» **Aufgabenbeschreibung**
Nenne alle Mitglieder des EVN-Kunstbeirats, die der Artikel über die Ausstellung im Mumok namentlich aufführt, jeweils mit der dort angegebenen Funktion.

» **Extrahierter Text**
Von Christa Benzer  
Foto: Museum Moderner Kunst Stiftung Ludwig
Einige weniger bekannte künstlerische Positionen wie diese verleihen der mehr als 150 Werke umfassenden Sammlung der EVN ihren Charme. Aus der Fotoserie "Rokytník" (1990-1994) der tschechischen Künstlerin Jitka Hanzlová.

Internationale Anschlüsse mit und ohne Steckdose
Unter dem Titel "Nach Rokytník" gibt das Mumok der Sammlung der Energie-Versorgung Niederösterreich (EVN) über die Sommermonate ein Zuhause

Mit der Präsentation der differenzierten Auswahl startet das Museum sein Programm zum "Jahr des Sammelns".


Wien - Nicht nur Kunstwerke zu sammeln, die eine Steckdose benötigen, war eines der erklärten Ziele des fünfköpfigen EVN-Kunstbeirates, der der Kunstsammlung des niederösterreichischen Energieunternehmens seit nunmehr zehn Jahren ihr Profil verleiht.

Zu den ersten Arbeiten, auf deren Ankauf sich der Kurator Hans Ulrich Obrist, die Kunstkritikerin Brigitte Huck, der Direktor des Historischen Museums in Wien Wolfgang Kos, der Galerist Georg Kargl und der Architekt des Unternehmens Paul Katzberger einigen konnten, gehört die Fotoserie Rokytník (1990-1994), der tschechischen Künstlerin Jitka Hanzlová.

Hanzlovás poetische Hommage an ihr Heimatdorf Rokytník in Tschechien ist nun auch im Titel - Nach Rokytník - Ausgangspunkt nun auch die verdichtete Präsentation der gesammelten Kunstwerke, die ansonsten in den öffentlich zugänglichen Räumen des Energieversorgers die zeitgenössische Unternehmensphilosophie unterstreichen.

» **Bereitgestelltes Material**
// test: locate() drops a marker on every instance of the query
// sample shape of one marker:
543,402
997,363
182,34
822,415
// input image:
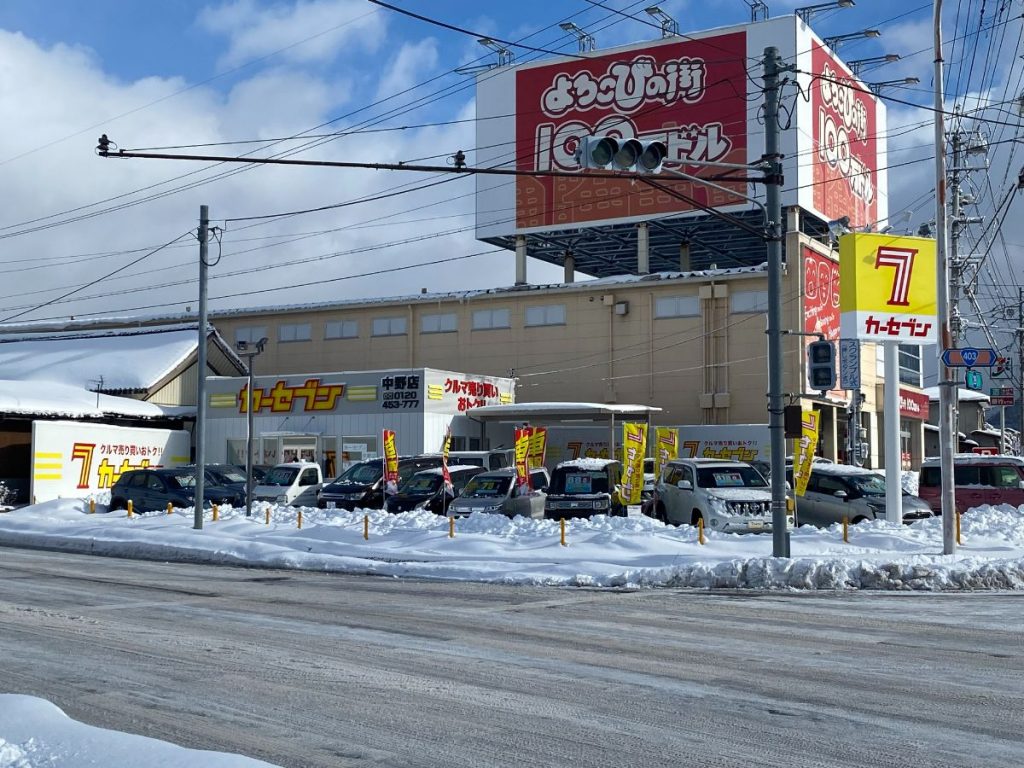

» **Ergebnis**
- Hans Ulrich Obrist, Kurator
- Brigitte Huck, Kunstkritikerin
- Wolfgang Kos, Direktor des Historischen Museums in Wien
- Georg Kargl, Galerist
- Paul Katzberger, Architekt des Unternehmens